Your task
The records below are to be quoted in full; please keep every word exact.

Excerpted data

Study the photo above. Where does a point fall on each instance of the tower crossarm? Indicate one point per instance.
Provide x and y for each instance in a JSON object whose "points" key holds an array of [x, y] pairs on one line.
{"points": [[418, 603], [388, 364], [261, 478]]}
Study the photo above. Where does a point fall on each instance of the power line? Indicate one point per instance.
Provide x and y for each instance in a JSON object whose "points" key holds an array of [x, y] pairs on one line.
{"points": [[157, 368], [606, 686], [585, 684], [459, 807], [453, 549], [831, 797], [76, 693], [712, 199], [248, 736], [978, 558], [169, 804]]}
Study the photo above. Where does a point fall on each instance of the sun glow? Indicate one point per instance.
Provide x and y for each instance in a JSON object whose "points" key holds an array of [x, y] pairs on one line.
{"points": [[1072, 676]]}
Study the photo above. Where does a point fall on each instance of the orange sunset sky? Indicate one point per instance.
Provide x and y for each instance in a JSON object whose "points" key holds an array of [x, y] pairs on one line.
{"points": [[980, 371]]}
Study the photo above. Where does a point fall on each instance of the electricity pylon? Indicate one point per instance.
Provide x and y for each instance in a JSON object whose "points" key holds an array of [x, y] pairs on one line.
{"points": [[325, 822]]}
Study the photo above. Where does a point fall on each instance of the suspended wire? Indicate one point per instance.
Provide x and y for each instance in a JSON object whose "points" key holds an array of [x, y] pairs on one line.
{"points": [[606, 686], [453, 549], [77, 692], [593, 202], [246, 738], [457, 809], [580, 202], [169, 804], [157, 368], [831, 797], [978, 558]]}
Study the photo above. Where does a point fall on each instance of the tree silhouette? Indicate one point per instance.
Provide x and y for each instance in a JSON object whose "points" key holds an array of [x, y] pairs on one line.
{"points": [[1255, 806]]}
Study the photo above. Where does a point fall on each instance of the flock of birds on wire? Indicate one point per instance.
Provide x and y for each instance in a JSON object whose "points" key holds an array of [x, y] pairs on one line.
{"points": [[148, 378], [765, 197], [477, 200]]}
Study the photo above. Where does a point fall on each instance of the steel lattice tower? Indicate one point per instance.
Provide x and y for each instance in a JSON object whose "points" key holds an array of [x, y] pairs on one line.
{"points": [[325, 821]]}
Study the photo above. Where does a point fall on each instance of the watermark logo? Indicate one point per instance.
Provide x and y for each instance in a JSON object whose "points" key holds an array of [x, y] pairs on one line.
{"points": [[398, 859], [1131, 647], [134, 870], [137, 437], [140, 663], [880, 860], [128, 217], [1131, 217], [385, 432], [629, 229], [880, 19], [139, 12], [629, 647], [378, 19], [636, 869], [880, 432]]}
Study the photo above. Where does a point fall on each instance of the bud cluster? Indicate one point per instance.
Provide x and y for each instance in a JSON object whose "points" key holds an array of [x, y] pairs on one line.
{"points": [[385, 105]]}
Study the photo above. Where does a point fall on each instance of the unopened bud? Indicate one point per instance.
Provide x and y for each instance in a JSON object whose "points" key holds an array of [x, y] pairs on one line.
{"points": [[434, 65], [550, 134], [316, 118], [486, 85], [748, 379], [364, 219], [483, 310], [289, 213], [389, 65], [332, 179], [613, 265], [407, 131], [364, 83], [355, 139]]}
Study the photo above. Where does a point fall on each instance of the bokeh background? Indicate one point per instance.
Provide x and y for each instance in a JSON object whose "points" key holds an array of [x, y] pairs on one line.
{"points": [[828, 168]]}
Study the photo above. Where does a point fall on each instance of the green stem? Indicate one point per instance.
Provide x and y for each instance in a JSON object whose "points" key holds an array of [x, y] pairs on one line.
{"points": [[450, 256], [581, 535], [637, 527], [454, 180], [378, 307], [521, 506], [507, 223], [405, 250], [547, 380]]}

Solution for this exercise
Study the photo above. Where does a point fall on each instance of the tower crossarm? Indicate one point per instance.
Provide x and y for each instance in a JSON object whose "points" key holds an array of [x, y] pairs on one line.
{"points": [[418, 603], [388, 364], [261, 478]]}
Study the photo above. Where does a point fall on each instance of the power line? Indicate one point per instance.
Provide x and y for each instance in a JSON object whose "points" key holds an array of [x, y] pairs on one line.
{"points": [[157, 368], [606, 686], [585, 684], [459, 807], [453, 549], [831, 797], [76, 693], [712, 199], [248, 736], [978, 558], [169, 804]]}
Study the photo above. Where does a point fall on each instance of the sun glow? Indicate one point per instance.
Provide x and y for each instance in a JSON object whose "points" key holds an array of [x, y] pairs on one line.
{"points": [[1072, 676]]}
Study the photo above. Where does a point fall on each instance of the orange sunset sky? Indicate one point per instance.
Provide x and y for each instance in a JSON object whose "points" key holds an array of [x, y] pairs on one line.
{"points": [[980, 371]]}
Study the photo above. Where does a point fall on each instance of the electricity pylon? Indicate one point per instance.
Provide x and y for each instance in a JSON object whose "points" key holds an array of [x, y] pairs on one line.
{"points": [[325, 822]]}
Study the photo above. Where does a point fall on each instance of the suspended wire? Indicate one point per instance.
Provide x and y for each instance in a JSON object whose "points" key holds an array of [x, y] pairs on one line.
{"points": [[606, 686], [453, 549], [77, 692], [593, 202], [246, 738], [457, 809], [580, 202], [169, 804], [157, 368], [831, 797], [978, 558]]}
Study the photo above. Where does a point fall on each instance of the tree silhouette? Indicate one point per instance.
Provide x and y for each instance in a JSON object whose "points" key holds an array of [x, y] pairs on one line.
{"points": [[1255, 806]]}
Study the photo above. Where does a point fall on each instance of the flock of birds on wire? Indicate one point per instance.
Provide x and y for each instance in a JSON object whose "points" key holds an array of [x, y] pairs on one line.
{"points": [[148, 378], [765, 197], [477, 200]]}
Study the photo above. Where does a point fall on each instance of the steel lattice tower? Indicate one point per instance.
Provide x and y for each instance in a JSON object whose "points" key holds an array of [x, y] pairs on one line.
{"points": [[325, 821]]}
Study the photo above. Where does a point fall on each instance of the watermark logo? Indicate one point per instance.
Provide x and y for each instance in a JSON object whose "points" key holds an array of [x, y] pairs on one line.
{"points": [[398, 859], [1131, 647], [134, 870], [137, 437], [140, 663], [880, 860], [128, 217], [1131, 217], [385, 432], [629, 229], [880, 19], [139, 12], [629, 647], [378, 19], [636, 869], [880, 432]]}
Study the photo above. Where does a point fall on each instance of the bud cluster? Indicate one point per instance.
Provide x and y for each instance in a JSON object whose "points" key holds an array of [x, y] pairs on one line.
{"points": [[385, 105]]}
Study the photo above. Where does a point fall on each instance of the unopened bud? Indicate one point per instance.
Provide x and y for each instance in a JSON object whose "points" key holds an array of [x, y] pairs on one line.
{"points": [[434, 65], [550, 134], [316, 118], [486, 85], [748, 379], [364, 219], [483, 310], [289, 213], [389, 65], [332, 179], [613, 265], [407, 131], [364, 83], [355, 139]]}
Study the photo above. Where does a point fall on each instance of the bokeh background? Indicate one point per instance.
Provide x and y for each instance in a JSON object whose "points" key holds an array of [x, y] pairs on one line.
{"points": [[828, 168]]}
Study the photo above. Where does a point fall on each instance of the green stem? Indicate one point per instance.
Provide x and y for each instance in a JSON object whose "points" key holds an array of [x, y] pairs on one line.
{"points": [[450, 256], [581, 535], [637, 527], [454, 180], [378, 307], [521, 506], [507, 223], [405, 250], [547, 380]]}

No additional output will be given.